* _OBJECTIFS_:
1/ Condensez le paragraphe de l'extrait sur l'Arbitration Act qui commence par « La Cour a statué que », sans perdre ses faits principaux.
2/ Reproduisez le passage de l'extrait sur l'Arbitration Act qui commence à « La Cour a statué » et se termine à « d’une convention d’arbitrage[3]. ».

* _SOURCE_:

────────

La juge Côté, s’exprimant au nom de la majorité de la Cour, a conclu que l’article 15 de l’Arbitration Act n’exige pas qu’un tribunal, dans tous les cas, suspende une poursuite civile intentée par un séquestre nommé par le tribunal lorsque la réclamation est visée par une convention d’arbitrage valide. Un tribunal peut refuser d’accorder une suspension d’instance lorsque la partie qui cherche à éviter l’arbitrage établit, selon la prépondérance des probabilités, que la convention d’arbitrage en cause est « nulle, inopérante ou non susceptible d’être exécutée » au sens du paragraphe 15(2) de l’Arbitration Act.

La Cour a statué que dans le contexte d’une mise sous séquestre par ordonnance judiciaire, une convention d’arbitrage peut être inopérante si son exécution compromet le règlement ordonné et efficace de la mise sous séquestre[1]. Cette analyse est tributaire des faits[2]. La juge Côté a souligné qu’une partie faisant l’objet d’une ordonnance de mise sous séquestre ou d’une procédure d’insolvabilité ne constitue pas, en soi, un motif suffisant pour qu’un tribunal puisse conclure à l’inopérabilité d’une convention d’arbitrage[3].

La Cour suprême a expliqué que cette conclusion découle de l’analyse suivante en deux volets, prévue à l’article 15 de l’Arbitration Act.

            1) Les conditions préliminaires à la suspension obligatoire d’une instance judiciaire

Pour satisfaire au premier volet, la partie qui demande la suspension d’une instance en faveur de l’arbitrage doit uniquement établir sur le fondement d’une « cause défendable » que les conditions préliminaires sont remplies[4]. À cette étape, les considérations peuvent différer selon la loi provinciale et la nature de l’arbitrage. En règle générale, il y a quatre conditions préliminaires à cette étape[5] :

  1. l’existence d’une convention d’arbitrage;
  2. une partie à la convention d’arbitrage a intenté une procédure judiciaire;
  3. l’instance porte sur une question que les parties ont convenu de soumettre à l’arbitrage;
  4. la partie qui demande une suspension d’instance le fait avant d’agir dans l’instance.

Si toutes les conditions préliminaires sont remplies, la disposition de suspension obligatoire est engagée et le tribunal doit passer au deuxième volet de l’analyse.

En appliquant cette étape de l’analyse, la Cour suprême a conclu à la majorité que Peace River avait réussi à établir une cause défendable selon laquelle toutes les conditions préalables étaient remplies.

────────

* _DONNÉES FOURNIES_:
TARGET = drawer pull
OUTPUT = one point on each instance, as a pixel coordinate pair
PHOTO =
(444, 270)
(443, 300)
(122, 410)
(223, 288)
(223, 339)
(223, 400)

────────

* _RÉPONSES_:
1/ Dans une mise sous séquestre ordonnée par un tribunal, une convention d'arbitrage peut être inopérante si son exécution compromet le règlement ordonné et efficace de la mise sous séquestre. Cette appréciation dépend des faits. Selon la juge Côté, le seul fait qu'une partie soit visée par une ordonnance de mise sous séquestre ou une procédure d'insolvabilité ne suffit pas à conclure à l'inopérabilité de la convention.

2/
La Cour a statué que dans le contexte d’une mise sous séquestre par ordonnance judiciaire, une convention d’arbitrage peut être inopérante si son exécution compromet le règlement ordonné et efficace de la mise sous séquestre[1]. Cette analyse est tributaire des faits[2]. La juge Côté a souligné qu’une partie faisant l’objet d’une ordonnance de mise sous séquestre ou d’une procédure d’insolvabilité ne constitue pas, en soi, un motif suffisant pour qu’un tribunal puisse conclure à l’inopérabilité d’une convention d’arbitrage[3].